CHRYSLER 300 REVIEW
Vehicle type: Upper Large Sedan
|3.6 litre petrol V6||210kW/340Nm||7.0s||9.4l/100km|
|3.0 litre turbodiesel V6||176kW/550Nm||7.8s||7.1l/100km|
|6.4 litre petrol V8||347kW/631Nm||4.8s (US)||13.0l/100km|
Chrysler’s new 300 sedan comes with a degree of expectation. Three years into the Fiat-Chrysler strategic alliance, the group is on a bit of a roll.
A first look at the new car reveals an evolution of the previous 300C’s styling. It has the same high beltline, low roof and wheel-at-each-corner proportions, but with more contemporary detailing than the semi-retro of before.
Engine options range from the 3.6 litre Pentastar petrol V6 and 3.0 litre VM Motori turbodiesel V6 found in the Grand Cherokee, to a newly enlarged 6.4 litre Hemi petrol V8 in the range-topping SRT8.
The diesel and SRT8 engines continue to use the previous model’s Mercedes-sourced five-speed automatic.
The petrol V6 models employ a version of the ZF eight-speed auto found in several Jaguar, BMW, and even Rolls-Royce models.
All models come impressively specced and prices range from $43,000 for the 300 Limited V6 petrol, to $66,000 for the SRT8. Opting for the diesel in Limited, C, and Luxury grades carries a $5,000 premium.
TMR was able to rack up plenty of kilometers in all spec levels and drivetrains at the 300’s recent launch at a very wet Phillip Island.
Those familiar with the cheap-feeling plastic and retro-styled interior of the previous 300C will be very impressed with the new model.
Like the Grand Cherokee, the influence of ex-Mercedes Chrysler interior design boss Klaus Busse is obvious in the quality of material choice, colours and overall aesthetic.
A centrally-mounted analog clock remains, but contemporary colours and soft touch plastics are the order of the day.
At the top end of the range, the wood inserts on the Luxury are real wood, and the carbon fibre inserts in the SRT8 interior are real carbon fibre.
These come as a welcome surprise, given that the 300’s US home market is the faux-wood capital of the world.

------------------------------------------------

▶ _STATED TASK 1_:
Reproduce the stretch of the Chrysler 300 review from "The petrol V6" through "and overall aesthetic.".
▶ _STATED TASK 2_:
Summarize the Chrysler 300 review in two sentences.
▶ _STATED TASK 3_:
Extend the Chrysler 300 review by writing on from its final sentence.

------------------------------------------------

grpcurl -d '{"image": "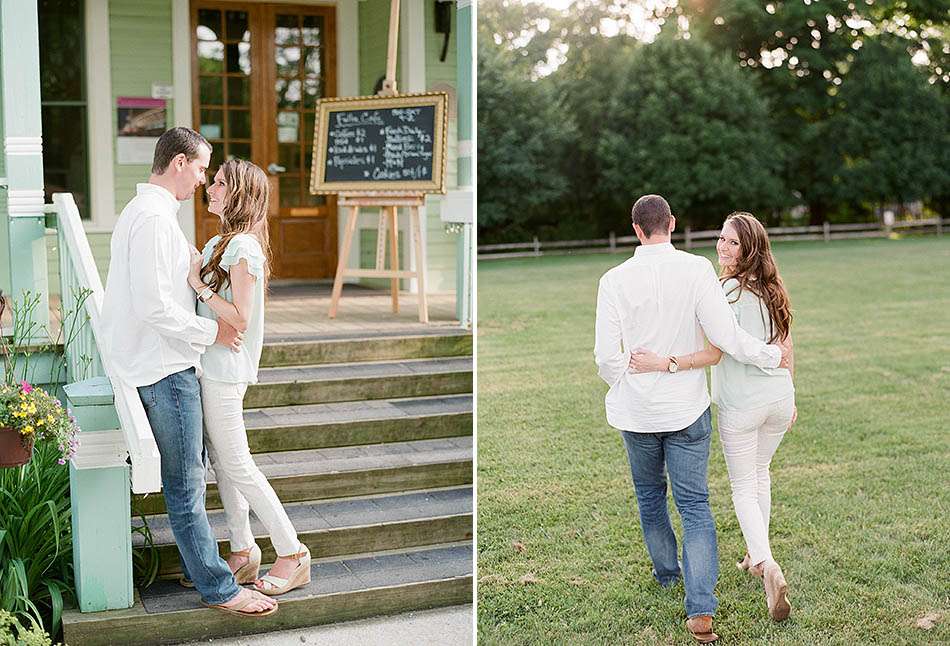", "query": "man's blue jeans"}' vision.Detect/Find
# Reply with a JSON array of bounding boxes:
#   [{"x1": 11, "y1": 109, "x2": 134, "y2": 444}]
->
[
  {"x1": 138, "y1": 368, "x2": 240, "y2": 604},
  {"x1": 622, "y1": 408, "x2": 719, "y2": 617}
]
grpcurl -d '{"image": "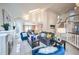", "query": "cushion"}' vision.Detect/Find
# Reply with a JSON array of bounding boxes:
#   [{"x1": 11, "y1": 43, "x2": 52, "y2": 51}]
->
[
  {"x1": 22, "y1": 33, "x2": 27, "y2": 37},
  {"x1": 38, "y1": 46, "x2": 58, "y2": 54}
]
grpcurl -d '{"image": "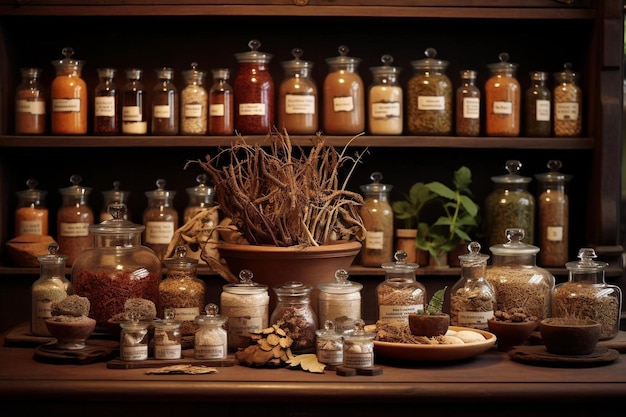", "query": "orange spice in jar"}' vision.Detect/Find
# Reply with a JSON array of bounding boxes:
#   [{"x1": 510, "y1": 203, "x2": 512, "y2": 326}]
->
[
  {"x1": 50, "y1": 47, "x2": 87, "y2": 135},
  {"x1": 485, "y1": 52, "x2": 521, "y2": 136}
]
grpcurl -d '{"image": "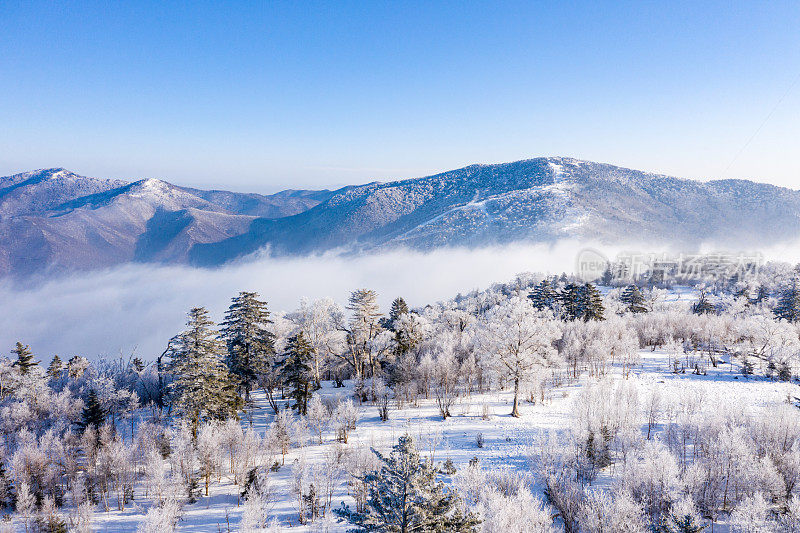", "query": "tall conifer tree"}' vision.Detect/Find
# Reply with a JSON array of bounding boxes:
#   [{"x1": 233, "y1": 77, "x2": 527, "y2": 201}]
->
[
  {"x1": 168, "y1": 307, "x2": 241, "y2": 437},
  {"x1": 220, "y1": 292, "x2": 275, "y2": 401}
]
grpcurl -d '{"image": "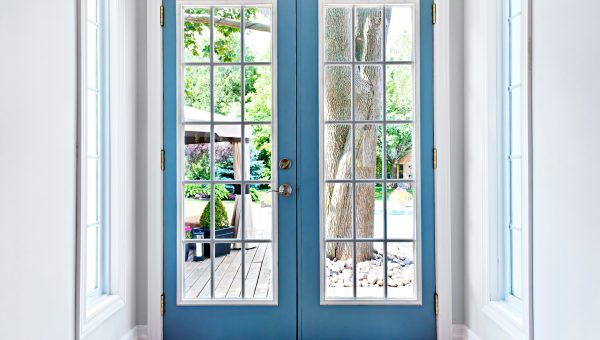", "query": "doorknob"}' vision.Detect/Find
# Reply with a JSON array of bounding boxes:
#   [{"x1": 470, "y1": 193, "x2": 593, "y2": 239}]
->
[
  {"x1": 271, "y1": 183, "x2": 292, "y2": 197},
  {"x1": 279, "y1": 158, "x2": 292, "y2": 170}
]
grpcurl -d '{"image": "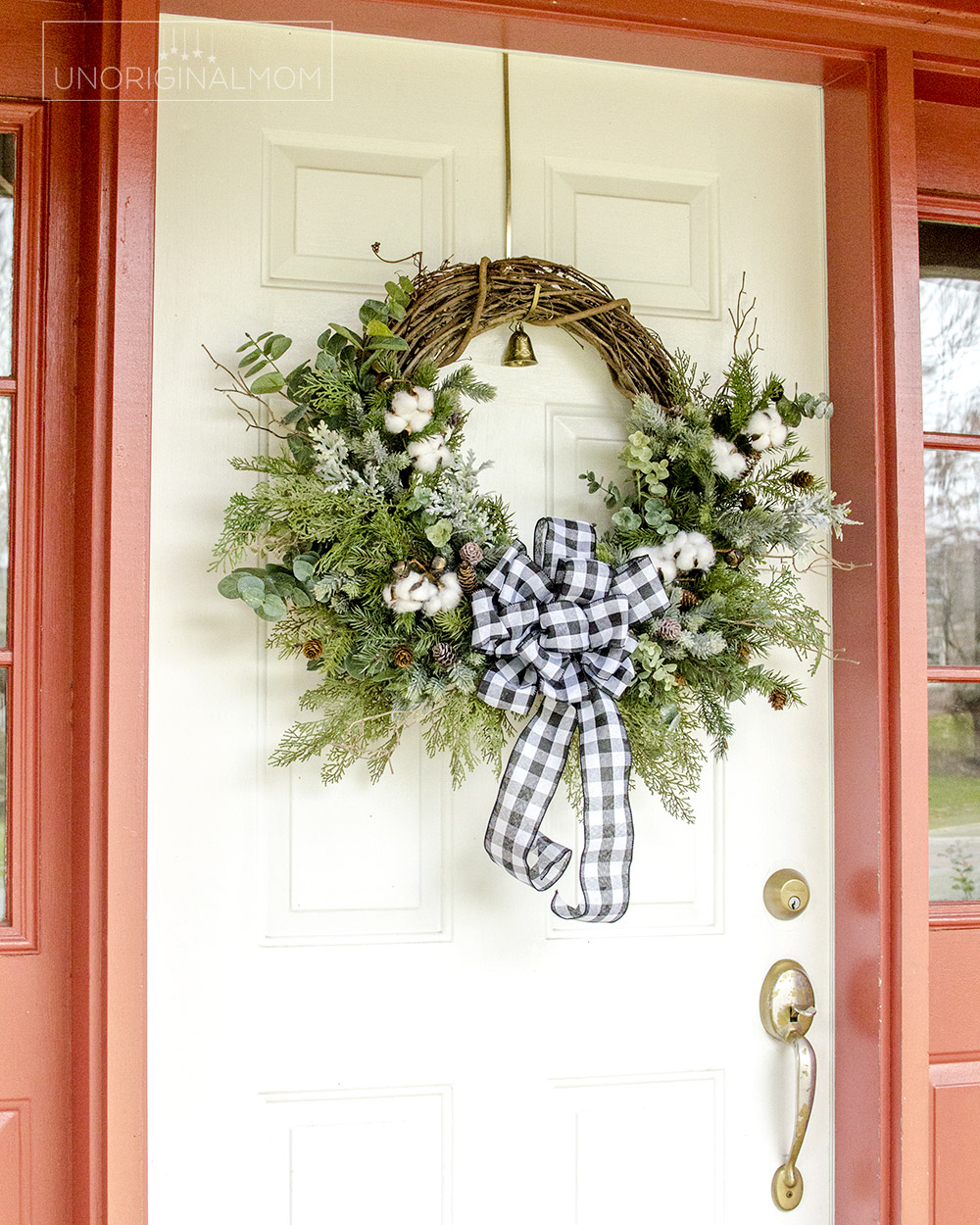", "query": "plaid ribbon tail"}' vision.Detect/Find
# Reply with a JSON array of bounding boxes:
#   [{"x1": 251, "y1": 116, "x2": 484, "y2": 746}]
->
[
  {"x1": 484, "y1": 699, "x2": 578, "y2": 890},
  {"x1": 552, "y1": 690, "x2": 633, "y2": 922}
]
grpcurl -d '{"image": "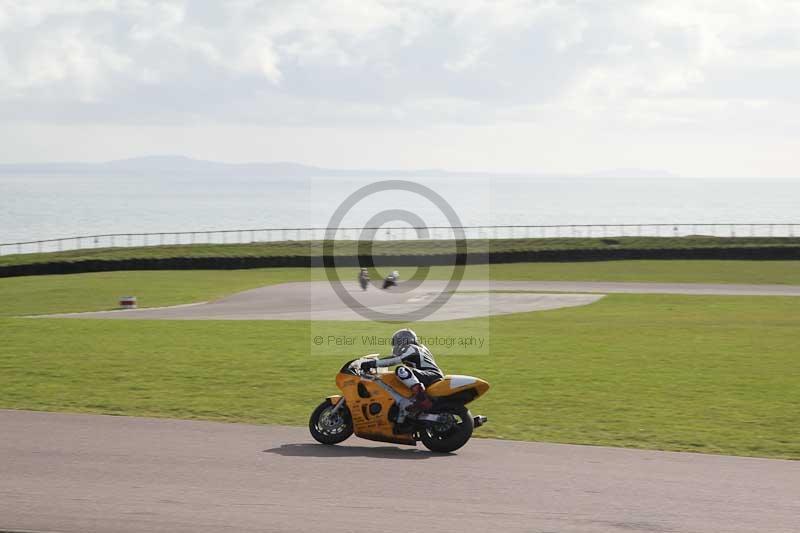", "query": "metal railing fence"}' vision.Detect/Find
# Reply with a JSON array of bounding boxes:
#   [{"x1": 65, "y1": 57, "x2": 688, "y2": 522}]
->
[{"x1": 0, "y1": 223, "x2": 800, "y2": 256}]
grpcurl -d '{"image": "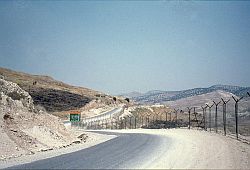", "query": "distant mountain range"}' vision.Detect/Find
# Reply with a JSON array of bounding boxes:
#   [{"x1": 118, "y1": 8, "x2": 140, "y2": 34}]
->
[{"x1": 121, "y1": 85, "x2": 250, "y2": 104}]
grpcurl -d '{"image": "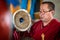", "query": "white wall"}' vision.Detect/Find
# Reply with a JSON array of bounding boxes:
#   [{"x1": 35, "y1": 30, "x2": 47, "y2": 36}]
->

------------------------------------------------

▶ _TASK RESULT 1_:
The petrol V6 models employ a version of the ZF eight-speed auto found in several Jaguar, BMW, and even Rolls-Royce models.
All models come impressively specced and prices range from $43,000 for the 300 Limited V6 petrol, to $66,000 for the SRT8. Opting for the diesel in Limited, C, and Luxury grades carries a $5,000 premium.
TMR was able to rack up plenty of kilometers in all spec levels and drivetrains at the 300’s recent launch at a very wet Phillip Island.
Those familiar with the cheap-feeling plastic and retro-styled interior of the previous 300C will be very impressed with the new model.
Like the Grand Cherokee, the influence of ex-Mercedes Chrysler interior design boss Klaus Busse is obvious in the quality of material choice, colours and overall aesthetic.

▶ _TASK RESULT 2_:
The new Chrysler 300 sedan evolves the previous 300C's styling and comes with a 3.6 litre petrol V6, a 3.0 litre turbodiesel V6, or a 6.4 litre Hemi V8 in the SRT8, with prices ranging from $43,000 to $66,000. Its interior improves greatly on the old model's cheap-feeling plastic, with soft touch plastics and, at the top of the range, real wood and real carbon fibre inserts.

▶ _TASK RESULT 3_:
The base Limited comes with cloth trim, but C, Luxury and SRT8 all come with genuine Nappa leather seats, with the SRT8 incorporating perforated suede.
The toggle style gear-selector for eight-speed models looks and feels just great, making the more traditional (Mercedes inherited) staggered gate arrangement on the five-speed models look positively old fashioned.
Headroom for the three rear passengers is more than the low roof profile suggests, and legroom is plentiful if not quite the dancefloor its 3052mm wheelbase (43mm longer than Holden Caprice) suggests.
Cargo capacity is rather limited at 462 litres, though the rear seat splits 60/40 to reveal a generous passage through to the cabin if needed.
All models come equipped with stability control, ABS, seven airbags, reverse camera and parking sensors. Luxury and SRT8 models add (optional on C) blind spot monitoring, rear cross-path detection, forward collision warning and adaptive cruise control.
ON THE ROAD
The launch route chosen by Chrysler featured a good variety of bitumen surfaces, including pot-holed country lanes and highway stretches with some nice curvy sections to concentrate the mind.
Much of the route was wet however, prohibiting a definitive dynamic analysis.
The changeable surface quality certainly favoured the taller tyre sidewalls of the 18-inch wheel-equipped Limited and C spec levels, with the 20-inch equipped Luxury and SRT8 more prone to jarring.
Road noise was also more pronounced on the 20-inch wheels, highlighted by the near absence of wind noise at highway speeds - likely a result of Chrysler’s use of acoustic glass and foam-filled roof pillars.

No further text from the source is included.